Listing for locating named things
--- start ---

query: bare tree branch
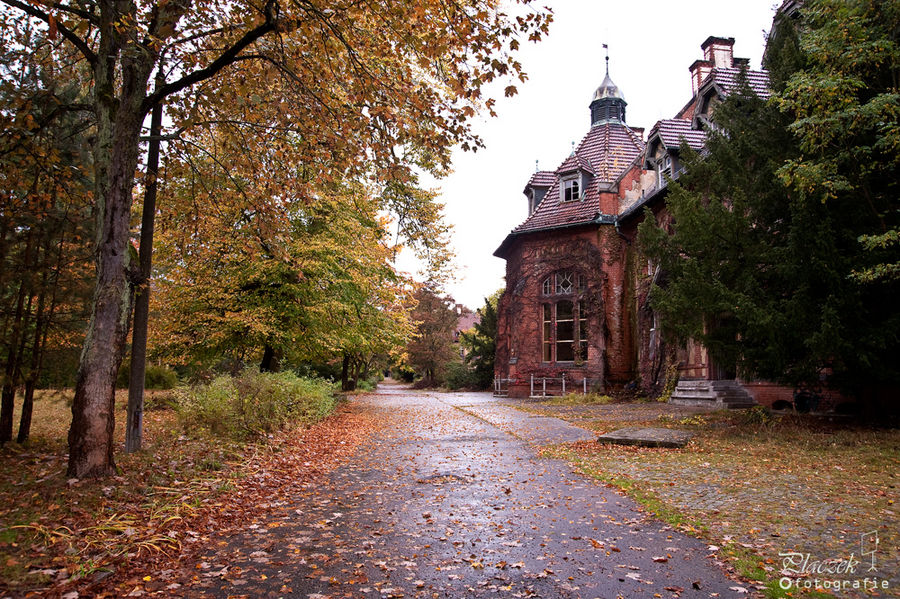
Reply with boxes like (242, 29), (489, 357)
(0, 0), (97, 66)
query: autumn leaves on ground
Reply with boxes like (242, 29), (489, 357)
(0, 391), (900, 597)
(0, 392), (375, 596)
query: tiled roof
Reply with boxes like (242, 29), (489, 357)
(647, 119), (706, 152)
(525, 171), (556, 187)
(556, 153), (596, 176)
(513, 122), (644, 233)
(704, 67), (772, 100)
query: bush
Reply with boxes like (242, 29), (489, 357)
(444, 362), (487, 390)
(176, 369), (336, 439)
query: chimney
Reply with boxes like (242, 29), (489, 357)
(700, 35), (734, 69)
(691, 60), (716, 96)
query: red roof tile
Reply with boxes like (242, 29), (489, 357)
(525, 171), (556, 187)
(647, 119), (706, 152)
(703, 67), (772, 100)
(513, 122), (644, 233)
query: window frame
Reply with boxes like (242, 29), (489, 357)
(559, 175), (583, 202)
(540, 269), (589, 366)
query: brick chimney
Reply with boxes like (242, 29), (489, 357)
(700, 35), (734, 69)
(691, 60), (715, 95)
(691, 35), (734, 94)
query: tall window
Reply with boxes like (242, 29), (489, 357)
(656, 154), (672, 187)
(541, 270), (588, 363)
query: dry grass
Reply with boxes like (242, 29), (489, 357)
(0, 391), (241, 592)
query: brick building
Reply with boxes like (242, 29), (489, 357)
(494, 37), (769, 404)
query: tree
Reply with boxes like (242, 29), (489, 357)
(460, 289), (503, 389)
(639, 0), (900, 395)
(2, 0), (547, 477)
(154, 141), (420, 390)
(406, 285), (458, 387)
(0, 29), (90, 443)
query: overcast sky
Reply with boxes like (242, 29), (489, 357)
(401, 0), (780, 309)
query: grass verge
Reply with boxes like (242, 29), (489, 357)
(529, 403), (900, 598)
(0, 380), (352, 595)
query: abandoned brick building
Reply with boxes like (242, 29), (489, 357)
(494, 37), (768, 402)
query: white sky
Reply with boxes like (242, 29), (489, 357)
(401, 0), (780, 309)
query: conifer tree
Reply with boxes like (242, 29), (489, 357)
(639, 0), (900, 404)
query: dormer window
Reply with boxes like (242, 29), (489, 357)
(562, 176), (581, 202)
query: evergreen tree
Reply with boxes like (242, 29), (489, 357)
(461, 289), (503, 389)
(640, 0), (900, 404)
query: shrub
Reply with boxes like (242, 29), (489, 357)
(176, 369), (336, 439)
(741, 406), (775, 426)
(444, 362), (484, 390)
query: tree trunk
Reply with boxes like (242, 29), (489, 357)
(16, 268), (50, 443)
(125, 95), (162, 453)
(68, 22), (154, 478)
(341, 353), (356, 391)
(0, 229), (34, 445)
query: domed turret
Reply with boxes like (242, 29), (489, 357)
(591, 72), (625, 102)
(591, 51), (627, 127)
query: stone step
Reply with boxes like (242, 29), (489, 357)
(669, 379), (756, 409)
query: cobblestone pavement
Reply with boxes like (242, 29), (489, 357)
(502, 400), (900, 597)
(171, 386), (754, 599)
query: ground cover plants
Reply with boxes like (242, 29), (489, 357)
(0, 372), (368, 595)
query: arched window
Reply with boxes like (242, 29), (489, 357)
(541, 270), (588, 363)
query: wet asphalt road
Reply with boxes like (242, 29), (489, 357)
(182, 385), (748, 599)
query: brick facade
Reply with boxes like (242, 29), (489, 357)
(495, 37), (774, 396)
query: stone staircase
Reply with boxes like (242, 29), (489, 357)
(669, 380), (756, 410)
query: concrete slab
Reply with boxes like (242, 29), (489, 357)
(597, 426), (694, 447)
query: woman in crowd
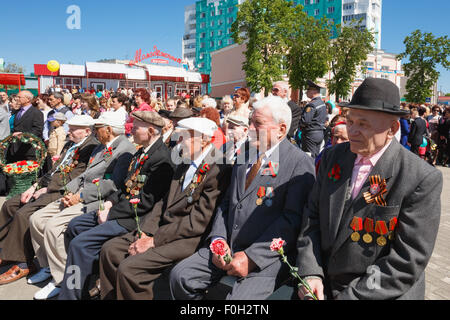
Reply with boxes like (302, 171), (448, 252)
(81, 95), (100, 119)
(231, 88), (250, 119)
(200, 107), (227, 150)
(31, 93), (53, 122)
(125, 88), (153, 136)
(438, 106), (450, 166)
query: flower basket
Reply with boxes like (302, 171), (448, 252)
(0, 133), (47, 199)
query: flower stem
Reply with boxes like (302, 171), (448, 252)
(280, 252), (318, 300)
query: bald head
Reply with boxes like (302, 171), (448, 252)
(17, 90), (34, 107)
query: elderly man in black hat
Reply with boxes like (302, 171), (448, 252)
(297, 78), (442, 299)
(299, 80), (328, 158)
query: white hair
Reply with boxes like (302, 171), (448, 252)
(202, 98), (217, 109)
(273, 81), (289, 92)
(253, 96), (292, 132)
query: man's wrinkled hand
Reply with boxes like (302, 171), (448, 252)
(212, 240), (231, 270)
(298, 278), (324, 300)
(224, 251), (256, 277)
(128, 233), (155, 256)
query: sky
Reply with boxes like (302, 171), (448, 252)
(0, 0), (450, 93)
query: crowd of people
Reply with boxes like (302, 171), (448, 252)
(0, 78), (450, 300)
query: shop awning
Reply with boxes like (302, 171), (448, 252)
(0, 73), (25, 86)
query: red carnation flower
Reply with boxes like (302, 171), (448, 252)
(270, 238), (286, 252)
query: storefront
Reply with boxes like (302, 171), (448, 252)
(34, 62), (209, 100)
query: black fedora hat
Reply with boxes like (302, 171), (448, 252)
(338, 78), (409, 116)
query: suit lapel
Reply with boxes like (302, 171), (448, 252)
(330, 139), (400, 254)
(326, 145), (356, 244)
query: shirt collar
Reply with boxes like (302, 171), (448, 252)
(191, 144), (212, 168)
(355, 140), (392, 167)
(106, 136), (119, 148)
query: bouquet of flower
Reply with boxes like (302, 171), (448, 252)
(92, 178), (105, 210)
(270, 238), (318, 300)
(3, 161), (39, 174)
(209, 239), (232, 264)
(130, 198), (142, 239)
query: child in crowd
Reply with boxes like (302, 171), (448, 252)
(48, 112), (67, 157)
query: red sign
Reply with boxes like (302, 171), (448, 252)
(150, 59), (169, 64)
(129, 46), (182, 66)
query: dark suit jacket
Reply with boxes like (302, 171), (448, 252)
(8, 106), (44, 163)
(288, 100), (302, 138)
(207, 139), (315, 277)
(107, 138), (174, 231)
(297, 139), (442, 300)
(408, 117), (427, 146)
(142, 151), (231, 261)
(39, 135), (100, 192)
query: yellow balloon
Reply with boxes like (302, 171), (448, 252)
(47, 60), (59, 72)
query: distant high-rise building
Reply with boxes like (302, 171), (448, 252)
(183, 0), (382, 86)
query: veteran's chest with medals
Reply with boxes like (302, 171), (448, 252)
(350, 175), (398, 247)
(125, 154), (149, 199)
(256, 161), (280, 208)
(182, 162), (210, 204)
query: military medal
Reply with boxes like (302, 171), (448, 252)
(350, 217), (362, 242)
(375, 220), (388, 247)
(363, 218), (373, 243)
(363, 175), (387, 207)
(264, 187), (274, 208)
(256, 186), (266, 206)
(388, 217), (398, 241)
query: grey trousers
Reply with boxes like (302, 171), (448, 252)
(170, 248), (277, 300)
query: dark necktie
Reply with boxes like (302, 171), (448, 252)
(245, 154), (264, 190)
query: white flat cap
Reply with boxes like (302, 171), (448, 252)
(66, 114), (94, 127)
(176, 118), (217, 137)
(94, 112), (125, 129)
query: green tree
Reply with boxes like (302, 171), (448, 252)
(327, 20), (375, 101)
(397, 30), (450, 103)
(231, 0), (296, 96)
(286, 12), (333, 97)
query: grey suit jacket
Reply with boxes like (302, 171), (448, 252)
(67, 135), (136, 212)
(0, 108), (11, 140)
(297, 139), (442, 299)
(207, 139), (314, 277)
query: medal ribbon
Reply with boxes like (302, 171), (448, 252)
(364, 175), (387, 207)
(364, 218), (373, 233)
(389, 217), (398, 231)
(375, 221), (388, 236)
(256, 187), (266, 198)
(350, 217), (362, 232)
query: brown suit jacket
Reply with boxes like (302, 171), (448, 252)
(39, 135), (100, 192)
(141, 149), (231, 261)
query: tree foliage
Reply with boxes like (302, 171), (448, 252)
(397, 30), (450, 103)
(231, 0), (296, 96)
(327, 21), (375, 101)
(286, 11), (332, 97)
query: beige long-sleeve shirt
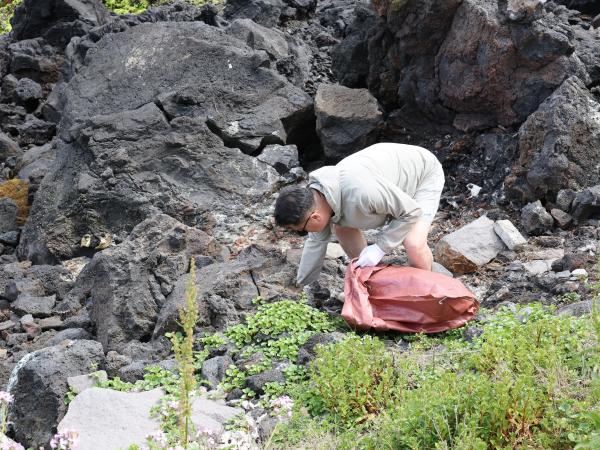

--- end ---

Description of the task: Count the lines of the listing that contain the string "ground", treating uppercase and lowercase as different, and give only the number.

Task result: 2